The problem: Return each line of the data below that contains the string "hair". The match is case-sensitive.

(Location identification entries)
________________________________________

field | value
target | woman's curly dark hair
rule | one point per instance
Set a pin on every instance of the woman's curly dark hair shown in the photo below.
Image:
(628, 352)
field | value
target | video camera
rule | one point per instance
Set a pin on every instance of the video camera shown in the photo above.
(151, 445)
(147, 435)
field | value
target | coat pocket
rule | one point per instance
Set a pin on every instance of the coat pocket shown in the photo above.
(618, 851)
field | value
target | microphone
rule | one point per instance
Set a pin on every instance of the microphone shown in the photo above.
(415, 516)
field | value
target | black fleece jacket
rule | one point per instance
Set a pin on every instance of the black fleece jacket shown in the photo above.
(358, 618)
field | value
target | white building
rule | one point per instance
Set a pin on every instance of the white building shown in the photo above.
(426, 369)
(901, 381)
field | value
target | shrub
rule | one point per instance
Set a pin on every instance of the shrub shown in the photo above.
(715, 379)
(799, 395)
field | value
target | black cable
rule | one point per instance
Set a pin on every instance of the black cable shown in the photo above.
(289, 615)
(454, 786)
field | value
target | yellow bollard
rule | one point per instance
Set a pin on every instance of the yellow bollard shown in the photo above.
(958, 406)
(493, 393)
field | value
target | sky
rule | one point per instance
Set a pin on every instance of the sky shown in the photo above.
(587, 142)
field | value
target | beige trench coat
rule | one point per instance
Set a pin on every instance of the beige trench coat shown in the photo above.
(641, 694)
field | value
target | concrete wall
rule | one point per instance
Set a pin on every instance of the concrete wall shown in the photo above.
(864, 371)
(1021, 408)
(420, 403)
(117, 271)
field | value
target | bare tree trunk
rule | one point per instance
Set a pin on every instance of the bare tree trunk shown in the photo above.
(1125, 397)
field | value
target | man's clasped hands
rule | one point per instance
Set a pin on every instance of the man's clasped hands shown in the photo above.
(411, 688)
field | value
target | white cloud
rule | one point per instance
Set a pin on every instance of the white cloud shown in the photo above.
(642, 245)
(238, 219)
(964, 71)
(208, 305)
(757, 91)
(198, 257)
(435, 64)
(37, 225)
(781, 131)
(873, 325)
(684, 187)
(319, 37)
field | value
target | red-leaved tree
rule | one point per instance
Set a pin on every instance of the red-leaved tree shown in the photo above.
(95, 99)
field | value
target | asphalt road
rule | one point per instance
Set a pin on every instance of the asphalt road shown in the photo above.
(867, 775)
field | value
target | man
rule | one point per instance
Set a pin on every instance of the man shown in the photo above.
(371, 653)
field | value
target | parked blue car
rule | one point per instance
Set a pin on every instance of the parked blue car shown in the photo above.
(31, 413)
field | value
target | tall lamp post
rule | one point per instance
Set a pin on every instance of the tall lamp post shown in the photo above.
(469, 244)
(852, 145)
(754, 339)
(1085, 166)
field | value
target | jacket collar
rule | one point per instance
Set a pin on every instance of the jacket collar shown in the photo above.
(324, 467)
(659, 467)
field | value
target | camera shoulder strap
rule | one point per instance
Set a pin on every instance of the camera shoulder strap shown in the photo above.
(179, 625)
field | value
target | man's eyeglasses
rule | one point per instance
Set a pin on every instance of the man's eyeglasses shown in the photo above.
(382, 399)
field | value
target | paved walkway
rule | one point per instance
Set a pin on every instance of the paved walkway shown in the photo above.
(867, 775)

________________________________________

Solution to this exercise:
target | woman's curly dark hair
Set a pin on every instance of the woman's curly dark hair shown in the photo below.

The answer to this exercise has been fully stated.